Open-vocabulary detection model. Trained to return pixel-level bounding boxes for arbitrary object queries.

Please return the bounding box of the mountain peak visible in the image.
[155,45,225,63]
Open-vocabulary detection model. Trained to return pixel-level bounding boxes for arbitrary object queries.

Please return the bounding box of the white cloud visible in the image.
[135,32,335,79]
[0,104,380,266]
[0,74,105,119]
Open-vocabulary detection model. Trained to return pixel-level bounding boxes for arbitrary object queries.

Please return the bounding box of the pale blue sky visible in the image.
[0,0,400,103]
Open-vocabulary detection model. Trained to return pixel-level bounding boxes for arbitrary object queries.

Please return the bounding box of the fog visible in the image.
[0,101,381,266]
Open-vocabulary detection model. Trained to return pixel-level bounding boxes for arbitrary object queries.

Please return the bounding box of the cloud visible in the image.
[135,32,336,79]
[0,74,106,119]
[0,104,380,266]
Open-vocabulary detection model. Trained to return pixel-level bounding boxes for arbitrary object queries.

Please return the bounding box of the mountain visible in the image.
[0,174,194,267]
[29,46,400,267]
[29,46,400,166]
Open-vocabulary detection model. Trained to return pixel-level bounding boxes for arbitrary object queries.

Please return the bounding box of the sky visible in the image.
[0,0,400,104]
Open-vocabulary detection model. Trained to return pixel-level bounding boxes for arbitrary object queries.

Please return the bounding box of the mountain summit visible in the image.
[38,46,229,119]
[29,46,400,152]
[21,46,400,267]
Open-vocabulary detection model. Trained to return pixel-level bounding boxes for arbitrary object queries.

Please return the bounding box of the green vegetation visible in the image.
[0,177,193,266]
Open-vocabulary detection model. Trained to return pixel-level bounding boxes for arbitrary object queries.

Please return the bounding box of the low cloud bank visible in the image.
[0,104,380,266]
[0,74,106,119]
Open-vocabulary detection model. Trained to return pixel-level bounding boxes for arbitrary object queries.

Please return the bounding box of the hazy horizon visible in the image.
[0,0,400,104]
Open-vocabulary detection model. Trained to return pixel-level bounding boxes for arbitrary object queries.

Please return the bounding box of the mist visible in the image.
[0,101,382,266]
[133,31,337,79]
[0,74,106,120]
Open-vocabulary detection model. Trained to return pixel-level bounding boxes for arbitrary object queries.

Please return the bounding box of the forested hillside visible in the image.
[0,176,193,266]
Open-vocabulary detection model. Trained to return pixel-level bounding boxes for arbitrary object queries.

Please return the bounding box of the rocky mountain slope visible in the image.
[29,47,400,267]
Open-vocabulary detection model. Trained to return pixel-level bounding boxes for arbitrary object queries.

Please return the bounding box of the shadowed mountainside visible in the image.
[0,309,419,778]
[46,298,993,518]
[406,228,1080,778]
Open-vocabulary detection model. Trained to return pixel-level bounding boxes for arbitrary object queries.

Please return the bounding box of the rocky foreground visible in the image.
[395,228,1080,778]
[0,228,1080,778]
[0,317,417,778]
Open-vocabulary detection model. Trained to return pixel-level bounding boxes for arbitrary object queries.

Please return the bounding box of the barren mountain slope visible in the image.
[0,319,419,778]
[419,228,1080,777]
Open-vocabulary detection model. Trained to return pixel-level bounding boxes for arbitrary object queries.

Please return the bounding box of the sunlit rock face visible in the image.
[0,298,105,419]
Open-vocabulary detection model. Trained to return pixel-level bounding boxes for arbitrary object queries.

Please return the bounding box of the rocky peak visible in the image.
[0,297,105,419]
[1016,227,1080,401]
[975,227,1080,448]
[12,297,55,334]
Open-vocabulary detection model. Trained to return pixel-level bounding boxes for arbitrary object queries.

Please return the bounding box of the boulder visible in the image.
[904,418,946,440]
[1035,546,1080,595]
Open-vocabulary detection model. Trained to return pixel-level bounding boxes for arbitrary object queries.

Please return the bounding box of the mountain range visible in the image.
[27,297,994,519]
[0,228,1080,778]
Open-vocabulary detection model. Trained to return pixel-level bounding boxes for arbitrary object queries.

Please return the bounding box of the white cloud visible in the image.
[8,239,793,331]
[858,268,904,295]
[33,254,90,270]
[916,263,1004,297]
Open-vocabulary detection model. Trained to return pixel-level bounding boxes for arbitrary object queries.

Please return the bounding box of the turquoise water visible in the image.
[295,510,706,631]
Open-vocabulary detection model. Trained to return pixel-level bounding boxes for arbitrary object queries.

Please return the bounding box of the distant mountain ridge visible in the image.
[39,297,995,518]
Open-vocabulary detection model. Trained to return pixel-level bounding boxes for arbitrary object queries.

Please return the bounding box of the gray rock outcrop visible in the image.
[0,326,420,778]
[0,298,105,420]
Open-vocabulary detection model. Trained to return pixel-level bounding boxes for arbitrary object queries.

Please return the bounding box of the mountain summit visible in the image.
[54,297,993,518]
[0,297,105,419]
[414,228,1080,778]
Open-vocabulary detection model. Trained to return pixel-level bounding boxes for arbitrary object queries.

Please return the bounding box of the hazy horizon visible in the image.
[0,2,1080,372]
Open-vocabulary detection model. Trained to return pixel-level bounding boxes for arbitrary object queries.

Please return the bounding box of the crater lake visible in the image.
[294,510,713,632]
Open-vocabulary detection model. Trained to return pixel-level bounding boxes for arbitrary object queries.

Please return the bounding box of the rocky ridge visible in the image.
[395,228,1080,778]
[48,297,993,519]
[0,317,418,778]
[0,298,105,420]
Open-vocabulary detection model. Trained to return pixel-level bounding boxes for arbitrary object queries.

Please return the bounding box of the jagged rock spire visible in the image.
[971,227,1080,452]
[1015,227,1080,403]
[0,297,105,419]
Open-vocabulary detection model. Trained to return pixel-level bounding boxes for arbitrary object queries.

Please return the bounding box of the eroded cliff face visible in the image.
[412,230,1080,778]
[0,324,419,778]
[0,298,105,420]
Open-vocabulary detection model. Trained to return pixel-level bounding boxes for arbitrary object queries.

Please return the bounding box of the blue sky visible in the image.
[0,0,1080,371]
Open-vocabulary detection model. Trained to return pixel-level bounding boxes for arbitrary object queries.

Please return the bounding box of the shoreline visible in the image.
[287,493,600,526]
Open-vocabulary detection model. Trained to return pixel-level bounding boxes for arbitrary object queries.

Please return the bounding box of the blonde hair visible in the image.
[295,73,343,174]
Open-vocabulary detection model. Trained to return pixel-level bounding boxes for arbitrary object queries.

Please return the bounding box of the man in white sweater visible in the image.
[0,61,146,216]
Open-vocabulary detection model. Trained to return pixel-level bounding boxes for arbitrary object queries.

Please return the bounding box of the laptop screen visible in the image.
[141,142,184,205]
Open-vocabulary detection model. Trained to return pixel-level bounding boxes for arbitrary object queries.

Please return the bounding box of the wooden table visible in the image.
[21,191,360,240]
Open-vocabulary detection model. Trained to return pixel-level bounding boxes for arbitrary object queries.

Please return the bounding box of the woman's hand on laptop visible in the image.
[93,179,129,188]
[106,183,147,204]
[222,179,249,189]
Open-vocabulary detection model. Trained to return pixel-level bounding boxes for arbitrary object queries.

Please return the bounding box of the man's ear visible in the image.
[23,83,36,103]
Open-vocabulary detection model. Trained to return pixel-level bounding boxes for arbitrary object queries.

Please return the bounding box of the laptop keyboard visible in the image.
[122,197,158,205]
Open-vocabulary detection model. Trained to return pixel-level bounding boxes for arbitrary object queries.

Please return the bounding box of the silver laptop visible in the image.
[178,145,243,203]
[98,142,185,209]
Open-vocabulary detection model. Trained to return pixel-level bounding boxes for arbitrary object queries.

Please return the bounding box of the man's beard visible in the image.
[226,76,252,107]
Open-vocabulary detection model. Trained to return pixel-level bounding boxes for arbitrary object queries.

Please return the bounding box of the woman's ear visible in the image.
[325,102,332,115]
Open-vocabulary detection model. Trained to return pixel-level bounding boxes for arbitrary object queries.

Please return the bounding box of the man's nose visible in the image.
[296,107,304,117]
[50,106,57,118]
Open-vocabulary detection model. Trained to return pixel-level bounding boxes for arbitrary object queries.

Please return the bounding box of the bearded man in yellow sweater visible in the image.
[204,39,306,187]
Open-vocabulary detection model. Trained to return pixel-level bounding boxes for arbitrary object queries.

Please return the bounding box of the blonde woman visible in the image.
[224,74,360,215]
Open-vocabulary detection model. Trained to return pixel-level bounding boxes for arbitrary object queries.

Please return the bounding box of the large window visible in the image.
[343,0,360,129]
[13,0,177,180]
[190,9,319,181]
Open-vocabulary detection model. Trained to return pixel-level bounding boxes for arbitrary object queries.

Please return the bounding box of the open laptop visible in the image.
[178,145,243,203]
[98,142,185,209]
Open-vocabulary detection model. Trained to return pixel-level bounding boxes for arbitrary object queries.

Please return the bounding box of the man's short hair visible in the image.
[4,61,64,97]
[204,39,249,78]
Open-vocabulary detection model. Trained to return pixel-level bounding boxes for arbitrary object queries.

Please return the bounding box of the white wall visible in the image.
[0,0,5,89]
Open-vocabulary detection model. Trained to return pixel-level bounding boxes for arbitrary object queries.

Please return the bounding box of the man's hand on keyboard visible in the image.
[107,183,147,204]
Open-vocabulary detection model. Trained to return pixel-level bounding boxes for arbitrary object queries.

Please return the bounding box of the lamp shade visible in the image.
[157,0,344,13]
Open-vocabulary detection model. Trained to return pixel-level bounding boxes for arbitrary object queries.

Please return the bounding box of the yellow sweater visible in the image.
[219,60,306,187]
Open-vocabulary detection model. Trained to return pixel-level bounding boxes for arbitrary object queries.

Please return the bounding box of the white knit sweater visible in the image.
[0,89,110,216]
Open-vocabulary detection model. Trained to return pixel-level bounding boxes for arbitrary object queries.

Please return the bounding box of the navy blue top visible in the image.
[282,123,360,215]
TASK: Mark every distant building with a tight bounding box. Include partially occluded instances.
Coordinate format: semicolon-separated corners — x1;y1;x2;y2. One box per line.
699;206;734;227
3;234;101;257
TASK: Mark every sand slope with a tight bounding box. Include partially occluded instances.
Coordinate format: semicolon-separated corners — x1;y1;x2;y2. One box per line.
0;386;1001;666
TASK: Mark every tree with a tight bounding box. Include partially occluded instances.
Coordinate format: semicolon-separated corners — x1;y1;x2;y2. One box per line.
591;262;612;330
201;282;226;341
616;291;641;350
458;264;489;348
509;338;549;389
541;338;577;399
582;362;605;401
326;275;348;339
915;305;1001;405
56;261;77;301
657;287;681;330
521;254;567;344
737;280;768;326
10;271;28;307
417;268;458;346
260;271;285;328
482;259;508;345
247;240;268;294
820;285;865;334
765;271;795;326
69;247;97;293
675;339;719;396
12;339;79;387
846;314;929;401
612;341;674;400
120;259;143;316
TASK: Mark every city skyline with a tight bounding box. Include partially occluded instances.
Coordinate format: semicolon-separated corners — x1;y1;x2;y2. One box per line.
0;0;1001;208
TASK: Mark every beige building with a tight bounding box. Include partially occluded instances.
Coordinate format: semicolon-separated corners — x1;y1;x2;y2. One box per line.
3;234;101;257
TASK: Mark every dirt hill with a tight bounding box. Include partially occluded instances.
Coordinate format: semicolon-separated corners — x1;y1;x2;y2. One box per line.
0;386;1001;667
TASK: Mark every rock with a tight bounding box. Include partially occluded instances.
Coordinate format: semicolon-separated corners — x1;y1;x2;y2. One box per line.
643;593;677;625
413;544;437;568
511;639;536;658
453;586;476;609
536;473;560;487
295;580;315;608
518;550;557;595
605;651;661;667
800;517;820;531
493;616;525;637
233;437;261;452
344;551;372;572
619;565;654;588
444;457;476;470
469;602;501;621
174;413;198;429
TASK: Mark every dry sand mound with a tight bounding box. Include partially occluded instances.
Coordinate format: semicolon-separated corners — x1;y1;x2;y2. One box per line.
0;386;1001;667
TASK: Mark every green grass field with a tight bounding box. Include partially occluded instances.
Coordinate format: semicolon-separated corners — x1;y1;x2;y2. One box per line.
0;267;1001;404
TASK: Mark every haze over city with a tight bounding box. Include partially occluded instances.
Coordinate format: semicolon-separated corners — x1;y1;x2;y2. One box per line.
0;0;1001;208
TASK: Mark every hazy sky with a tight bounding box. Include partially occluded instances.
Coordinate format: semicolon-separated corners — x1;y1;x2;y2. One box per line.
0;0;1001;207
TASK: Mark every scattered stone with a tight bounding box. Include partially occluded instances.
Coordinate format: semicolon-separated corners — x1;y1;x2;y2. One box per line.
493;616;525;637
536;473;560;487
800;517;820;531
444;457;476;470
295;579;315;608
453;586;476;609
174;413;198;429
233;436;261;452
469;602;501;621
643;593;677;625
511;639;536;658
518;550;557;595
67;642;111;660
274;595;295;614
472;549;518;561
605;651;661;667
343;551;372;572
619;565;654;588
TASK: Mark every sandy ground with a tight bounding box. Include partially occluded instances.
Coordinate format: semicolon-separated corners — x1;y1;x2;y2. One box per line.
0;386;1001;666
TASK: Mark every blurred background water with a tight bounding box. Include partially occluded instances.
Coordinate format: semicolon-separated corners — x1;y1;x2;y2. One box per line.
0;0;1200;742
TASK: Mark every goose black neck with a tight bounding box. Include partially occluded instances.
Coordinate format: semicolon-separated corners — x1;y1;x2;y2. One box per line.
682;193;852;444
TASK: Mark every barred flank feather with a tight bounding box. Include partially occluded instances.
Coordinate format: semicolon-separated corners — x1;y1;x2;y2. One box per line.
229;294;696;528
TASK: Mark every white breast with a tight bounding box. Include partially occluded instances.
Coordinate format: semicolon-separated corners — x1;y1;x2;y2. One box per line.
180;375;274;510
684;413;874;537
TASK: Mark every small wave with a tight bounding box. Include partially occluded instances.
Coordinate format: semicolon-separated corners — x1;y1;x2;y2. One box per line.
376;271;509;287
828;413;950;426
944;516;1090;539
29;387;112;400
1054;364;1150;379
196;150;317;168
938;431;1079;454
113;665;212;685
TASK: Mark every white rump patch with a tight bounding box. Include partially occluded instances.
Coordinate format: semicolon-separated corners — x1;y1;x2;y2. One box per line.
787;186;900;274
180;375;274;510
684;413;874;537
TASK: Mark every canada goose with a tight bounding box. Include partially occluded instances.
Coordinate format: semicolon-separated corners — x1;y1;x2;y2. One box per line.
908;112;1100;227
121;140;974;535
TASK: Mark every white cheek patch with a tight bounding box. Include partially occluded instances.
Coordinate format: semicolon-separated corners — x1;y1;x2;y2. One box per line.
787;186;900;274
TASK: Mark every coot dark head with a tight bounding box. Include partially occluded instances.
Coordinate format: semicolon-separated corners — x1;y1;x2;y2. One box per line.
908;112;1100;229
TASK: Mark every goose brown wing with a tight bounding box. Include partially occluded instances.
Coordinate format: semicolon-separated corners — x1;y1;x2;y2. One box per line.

* _TO DO_
Could you reproduce, word for word, the part of the data that opens with the line containing "TASK: Mark every white breast" and closes with the final line of the data, both ends included?

* _THE RESPONSE_
TASK: Mark every white breast with a tight bounding box. Include partially occluded instances.
Coordinate format: semicolon-separated corners — x1;y1;x2;y2. One box per line.
180;375;274;510
684;413;874;537
TASK: Mark every small wave with a tight bounding box. Include partially occluded instances.
Coordinate format: semicolon-separated corners — x1;y1;x2;y2. One box per line.
376;271;509;287
828;413;950;426
944;516;1090;539
29;387;112;400
1054;364;1150;379
196;150;317;168
938;431;1079;454
113;665;212;685
TASK: Mark every white rump patch with a tight bounding box. Include partially occluded instances.
Coordinate format: semicolon-separated corners — x1;y1;x2;y2. One box per line.
787;186;900;274
180;375;274;510
684;413;874;537
TASK: Mark every canada goose with a tight bounding box. Include partially occluded instances.
Coordinate format: semicolon-separated corners — x1;y1;x2;y2. One box per line.
908;112;1100;227
121;140;974;535
TASK: Mark every white cheek patch with a tight bounding box. Include partially occluded instances.
Coordinate format: semicolon-separated corners — x1;y1;x2;y2. One box per line.
787;186;900;274
TASK: Mark every coot dark head with a tight bounding box. Include partially occluded instances.
Coordinate format: semicolon-separated corners — x1;y1;x2;y2. One box per line.
908;112;1100;229
TASK: Mark every goose brown wing with a tight bounding box. Include partially occluded instances.
Coordinate format: semicolon-separated corners — x1;y1;x2;y2. One box per line.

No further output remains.